+++ SOURCE DATA
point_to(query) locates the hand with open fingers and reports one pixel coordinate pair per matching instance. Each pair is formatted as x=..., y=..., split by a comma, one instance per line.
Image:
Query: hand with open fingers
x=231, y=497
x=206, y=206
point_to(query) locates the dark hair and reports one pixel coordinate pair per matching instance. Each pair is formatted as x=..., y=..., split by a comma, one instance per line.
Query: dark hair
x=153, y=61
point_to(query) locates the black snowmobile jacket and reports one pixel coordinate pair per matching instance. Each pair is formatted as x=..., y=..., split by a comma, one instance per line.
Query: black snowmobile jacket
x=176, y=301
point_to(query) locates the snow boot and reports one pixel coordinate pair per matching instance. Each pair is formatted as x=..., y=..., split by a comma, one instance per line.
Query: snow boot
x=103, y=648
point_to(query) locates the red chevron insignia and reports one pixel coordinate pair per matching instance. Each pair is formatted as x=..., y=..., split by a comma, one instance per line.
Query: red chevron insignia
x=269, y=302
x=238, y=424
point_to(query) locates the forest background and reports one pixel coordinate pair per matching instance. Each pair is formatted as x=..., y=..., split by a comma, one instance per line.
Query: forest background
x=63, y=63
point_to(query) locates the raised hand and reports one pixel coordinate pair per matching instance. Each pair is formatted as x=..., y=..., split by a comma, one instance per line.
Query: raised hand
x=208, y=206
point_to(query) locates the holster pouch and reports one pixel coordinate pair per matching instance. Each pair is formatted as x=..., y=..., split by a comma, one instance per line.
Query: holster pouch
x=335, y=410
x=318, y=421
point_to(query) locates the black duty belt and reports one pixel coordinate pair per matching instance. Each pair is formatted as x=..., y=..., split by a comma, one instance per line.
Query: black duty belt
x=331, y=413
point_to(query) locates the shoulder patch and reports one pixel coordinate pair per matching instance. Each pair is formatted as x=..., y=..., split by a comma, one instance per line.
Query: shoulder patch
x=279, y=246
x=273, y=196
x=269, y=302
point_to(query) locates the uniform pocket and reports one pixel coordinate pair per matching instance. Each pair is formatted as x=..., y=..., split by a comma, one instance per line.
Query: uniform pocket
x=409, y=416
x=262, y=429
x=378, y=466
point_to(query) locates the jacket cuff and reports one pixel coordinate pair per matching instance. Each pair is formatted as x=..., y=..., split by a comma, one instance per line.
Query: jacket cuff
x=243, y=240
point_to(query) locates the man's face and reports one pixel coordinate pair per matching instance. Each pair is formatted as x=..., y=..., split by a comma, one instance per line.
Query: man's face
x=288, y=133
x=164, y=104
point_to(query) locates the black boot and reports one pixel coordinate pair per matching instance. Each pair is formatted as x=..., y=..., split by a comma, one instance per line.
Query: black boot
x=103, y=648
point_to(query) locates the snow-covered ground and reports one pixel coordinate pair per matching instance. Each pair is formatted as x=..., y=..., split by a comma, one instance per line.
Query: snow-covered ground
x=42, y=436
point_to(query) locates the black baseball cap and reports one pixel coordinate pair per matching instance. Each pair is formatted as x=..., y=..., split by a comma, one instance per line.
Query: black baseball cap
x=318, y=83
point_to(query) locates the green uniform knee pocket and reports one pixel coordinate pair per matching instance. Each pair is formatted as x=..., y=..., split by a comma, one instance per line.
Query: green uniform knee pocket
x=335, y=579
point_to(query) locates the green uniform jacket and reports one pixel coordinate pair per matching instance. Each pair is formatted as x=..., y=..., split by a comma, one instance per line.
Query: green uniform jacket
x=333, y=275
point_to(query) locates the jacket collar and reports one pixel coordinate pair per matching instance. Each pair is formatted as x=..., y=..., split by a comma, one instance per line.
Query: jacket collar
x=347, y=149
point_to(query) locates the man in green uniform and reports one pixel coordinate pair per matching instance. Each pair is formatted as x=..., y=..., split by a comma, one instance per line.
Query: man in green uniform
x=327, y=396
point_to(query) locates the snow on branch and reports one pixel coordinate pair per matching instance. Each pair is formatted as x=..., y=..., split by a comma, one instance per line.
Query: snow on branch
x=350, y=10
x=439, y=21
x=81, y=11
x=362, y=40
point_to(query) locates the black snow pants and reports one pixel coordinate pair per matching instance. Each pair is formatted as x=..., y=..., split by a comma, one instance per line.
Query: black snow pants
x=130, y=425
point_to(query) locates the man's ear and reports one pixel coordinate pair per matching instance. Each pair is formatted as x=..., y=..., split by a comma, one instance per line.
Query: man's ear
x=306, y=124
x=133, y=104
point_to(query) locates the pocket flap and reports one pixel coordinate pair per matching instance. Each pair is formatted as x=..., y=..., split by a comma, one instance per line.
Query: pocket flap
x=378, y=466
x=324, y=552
++++++
**EXERCISE**
Once you reach the line that contains "Query: man in green uniform", print it and every line after it exactly as written, stopping at the last line of the records and adding nothing.

**PROBLEM SOLUTION**
Query: man in green uniform
x=327, y=396
point_to(query) locates the snow on branch and reports one pixel coordinate pair per matching instance. Each pair is formatted as x=..., y=..., split by a comma, one instance per line.
Query: snow on branch
x=350, y=10
x=439, y=21
x=81, y=11
x=362, y=40
point_to(query) locates the black snow pants and reports one pixel coordinate pair per matching instance. Each pair is formatted as x=..., y=..., split by a comma, one instance per line.
Query: black snow pants
x=130, y=425
point_to(query) locates the man's ear and reports one pixel coordinate pair per matching instance. Each pair is formatted as x=..., y=..., split by a comma, one instance per line.
Query: man's ear
x=306, y=124
x=133, y=104
point_to(query) locates the pocket flap and reports one pixel coordinate pair per matching instance. Each pair is formatted as x=..., y=..., split by a comma, one instance per line.
Query: pocket flap
x=378, y=466
x=324, y=552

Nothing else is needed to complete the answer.